• Aim of the exercise:
Starting at the beginning of the material and ending at the line that contains "<point>663,48</point>", rewrite those lines with each "keypoint" swapped for "marker". Keep every other character unchanged.
═════ Record excerpts
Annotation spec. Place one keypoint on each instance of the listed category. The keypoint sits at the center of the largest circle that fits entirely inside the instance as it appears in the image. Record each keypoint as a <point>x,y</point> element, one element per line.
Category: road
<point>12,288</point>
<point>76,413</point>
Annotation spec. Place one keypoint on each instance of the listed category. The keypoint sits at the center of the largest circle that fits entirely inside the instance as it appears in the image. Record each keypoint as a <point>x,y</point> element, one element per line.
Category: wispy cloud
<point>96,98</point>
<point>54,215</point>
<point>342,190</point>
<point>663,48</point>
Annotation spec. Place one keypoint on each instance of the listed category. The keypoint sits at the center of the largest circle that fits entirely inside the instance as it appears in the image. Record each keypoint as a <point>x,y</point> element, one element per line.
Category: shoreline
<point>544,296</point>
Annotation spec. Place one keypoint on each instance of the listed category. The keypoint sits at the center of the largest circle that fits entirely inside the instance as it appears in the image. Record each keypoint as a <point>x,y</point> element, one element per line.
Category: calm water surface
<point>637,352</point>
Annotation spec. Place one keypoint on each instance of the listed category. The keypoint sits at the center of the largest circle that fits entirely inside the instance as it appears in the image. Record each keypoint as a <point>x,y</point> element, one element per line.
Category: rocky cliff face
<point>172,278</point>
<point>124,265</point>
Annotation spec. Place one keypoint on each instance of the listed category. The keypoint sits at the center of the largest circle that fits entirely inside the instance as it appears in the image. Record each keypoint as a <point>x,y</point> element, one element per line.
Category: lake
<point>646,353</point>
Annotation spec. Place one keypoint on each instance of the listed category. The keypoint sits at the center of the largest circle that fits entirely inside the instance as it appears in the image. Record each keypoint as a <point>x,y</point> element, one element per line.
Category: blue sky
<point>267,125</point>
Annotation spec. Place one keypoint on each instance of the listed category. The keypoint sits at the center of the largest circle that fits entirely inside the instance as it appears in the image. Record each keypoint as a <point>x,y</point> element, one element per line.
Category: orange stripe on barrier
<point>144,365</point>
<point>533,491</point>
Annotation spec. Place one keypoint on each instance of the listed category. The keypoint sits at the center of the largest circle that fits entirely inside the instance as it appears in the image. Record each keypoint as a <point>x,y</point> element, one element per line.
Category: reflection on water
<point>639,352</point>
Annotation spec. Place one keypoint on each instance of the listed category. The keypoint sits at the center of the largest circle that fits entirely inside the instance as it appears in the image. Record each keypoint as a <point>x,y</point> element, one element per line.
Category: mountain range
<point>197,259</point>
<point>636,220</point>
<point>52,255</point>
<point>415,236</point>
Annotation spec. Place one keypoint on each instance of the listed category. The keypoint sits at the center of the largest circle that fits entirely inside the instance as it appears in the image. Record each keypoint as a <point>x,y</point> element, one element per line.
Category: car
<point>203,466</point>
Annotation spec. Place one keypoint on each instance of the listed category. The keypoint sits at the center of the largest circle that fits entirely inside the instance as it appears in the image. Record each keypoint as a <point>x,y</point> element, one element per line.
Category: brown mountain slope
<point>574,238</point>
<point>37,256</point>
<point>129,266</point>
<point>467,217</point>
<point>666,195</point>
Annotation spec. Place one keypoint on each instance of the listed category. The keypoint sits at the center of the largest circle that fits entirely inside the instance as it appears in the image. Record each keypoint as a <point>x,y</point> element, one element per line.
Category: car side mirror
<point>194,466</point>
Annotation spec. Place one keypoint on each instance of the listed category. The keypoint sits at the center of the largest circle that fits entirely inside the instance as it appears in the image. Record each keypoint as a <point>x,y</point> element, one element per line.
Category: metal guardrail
══════════
• Solution to this exercise:
Annotation spec. Place one marker on each instance of the listed category. The marker sits at the center of the largest circle that fits entirely inside the instance as it appears in the image. Record each marker as a <point>x,y</point> element, one element per line.
Category: road
<point>12,288</point>
<point>76,413</point>
Annotation spec. Place one marker on each instance of the listed category. The marker sits at the center of the largest circle that fits entirely inside the instance as it appears in the image. Record each marker as a <point>x,y</point> element, one element per line.
Category: wispy cloud
<point>96,98</point>
<point>54,215</point>
<point>342,190</point>
<point>663,48</point>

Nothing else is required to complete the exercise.